▸ **Cuplikan Halaman**
────────────────────────────────────────

Ilmu Hadits

Pembukuan Hadits dari Masa ke Masa: Masa Nabi hingga Imam Al-Bukhari

Jum, 22 Maret 2024 | 08:00 WIB

Pembukuan Hadits dari Masa ke Masa: Masa Nabi hingga Imam Al-Bukhari

Ilustrasi pembukuan hadits dari masa ke masa. (Youtube).

Kitab Ta'limul Muta'allim merupakan kurikulum wajib hampir di setiap pesantren. Dalam kitab motivasi untuk para pencari ilmu itu ada kutipan singkat bermakna mendalam sebagai berikut
 

ما حفظ فرّ وما كتب قرّ
 

Artinya, "Apa yang dihafal akan (cepat) hilang, apa yang ditulis akan abadi."
 

Begitu pentingnya menulis bagi masa depan ilmu, Imam As-Syafi'i mengatakan:
 

اعْلَمُوا رَحِمَكُمُ اللَّهُ أَنَّ هَذَا الْعِلْمَ يَنِدُّ كَمَا تَنِدُّ الْإِبِلُ فَاجْعَلُوا الْكُتُبَ لَهُ حُمَاةً وَالْأَقْلَامَ عَلَيْهِ رُعَاةً
 

Artinya, "Ketahuilah–semoga Allah merahmati kalian semua–bahwa ilmu ini akan lari seperti unta, maka jadikanlah buku-buku sebagai ladang rumput, dan tinta sebagai penggembala."
(Ahmad bin 'Ali Al-Khathib Al-Baghdadi, Taqyidul 'Ilmi, [Beirut, Ihya'us Sunnatin Nabawiyyah], halaman 114).
 

Unta gembala, jika dibiarkan tanpa ladang rumput dan penggembala, ia akan lari. Begitu pula ilmu, jika dibiarkan tanpa ditulis dalam buku, ia akan hilang.
 

Barangkali inilah yang menjadi keprihatinan Umar bin Abdul Aziz, khalifah Bani Umayyah yang integritasnya sudah tersohor ke seluruh penjuru dunia, bukan hanya sebagai pemimpin, namun juga sebagai ulama dan ahli ibadah.

────────────────────────────────────────

▸ **Data untuk Diolah**
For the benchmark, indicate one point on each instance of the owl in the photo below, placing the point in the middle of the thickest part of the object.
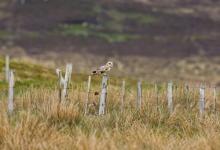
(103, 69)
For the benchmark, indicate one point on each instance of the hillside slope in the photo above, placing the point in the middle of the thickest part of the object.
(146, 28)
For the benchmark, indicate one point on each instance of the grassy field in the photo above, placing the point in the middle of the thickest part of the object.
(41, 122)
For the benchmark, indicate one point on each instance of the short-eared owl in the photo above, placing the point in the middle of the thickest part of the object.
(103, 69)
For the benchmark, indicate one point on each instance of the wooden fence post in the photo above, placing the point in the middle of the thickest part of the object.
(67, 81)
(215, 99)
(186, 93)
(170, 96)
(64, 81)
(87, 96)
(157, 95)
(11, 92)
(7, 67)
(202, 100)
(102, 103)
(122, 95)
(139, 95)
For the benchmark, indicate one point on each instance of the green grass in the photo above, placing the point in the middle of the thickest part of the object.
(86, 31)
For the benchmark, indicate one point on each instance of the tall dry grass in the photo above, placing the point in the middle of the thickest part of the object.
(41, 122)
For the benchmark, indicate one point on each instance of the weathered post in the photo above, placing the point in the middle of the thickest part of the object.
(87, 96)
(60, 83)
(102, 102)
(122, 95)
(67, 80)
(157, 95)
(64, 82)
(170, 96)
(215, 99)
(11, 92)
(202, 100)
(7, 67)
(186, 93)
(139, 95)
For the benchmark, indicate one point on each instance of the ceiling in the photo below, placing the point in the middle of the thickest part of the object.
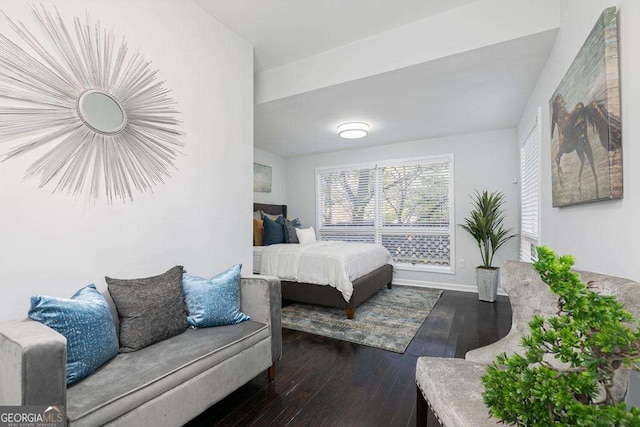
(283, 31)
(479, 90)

────────────────────────────────────────

▸ **Yang Ditanyakan**
1. Jawab pertanyaan berikut berdasarkan artikel tentang pembukuan hadits.
(a) Kitab apa yang disebut sebagai kurikulum wajib hampir di setiap pesantren?
(b) Menurut terjemahan ucapan Imam As-Syafi'i, ilmu akan lari seperti apa?
(c) Umar bin Abdul Aziz adalah khalifah dari bani apa?
2. Temukan setiap baris data yang memuat kata "each", lalu salin baris-baris tersebut.
Teks di atas dan baris-baris data ini tidak saling berkaitan.

▸ **Jawaban Latihan**
1.
(a) Kitab Ta'limul Muta'allim.
(b) Seperti unta.
(c) Bani Umayyah.

2.
For the benchmark, indicate one point on each instance of the owl in the photo below, placing the point in the middle of the thickest part of the object.
For the benchmark, indicate one point on each instance of the hillside slope in the photo above, placing the point in the middle of the thickest part of the object.
For the benchmark, indicate one point on each instance of the grassy field in the photo above, placing the point in the middle of the thickest part of the object.
For the benchmark, indicate one point on each instance of the short-eared owl in the photo above, placing the point in the middle of the thickest part of the object.
For the benchmark, indicate one point on each instance of the wooden fence post in the photo above, placing the point in the middle of the thickest part of the object.
For the benchmark, indicate one point on each instance of the green grass in the photo above, placing the point in the middle of the thickest part of the object.
For the benchmark, indicate one point on each instance of the tall dry grass in the photo above, placing the point in the middle of the thickest part of the object.
For the benchmark, indicate one point on each instance of the weathered post in the photo above, placing the point in the middle of the thickest part of the object.
For the benchmark, indicate one point on each instance of the ceiling in the photo below, placing the point in the middle of the thickest part of the object.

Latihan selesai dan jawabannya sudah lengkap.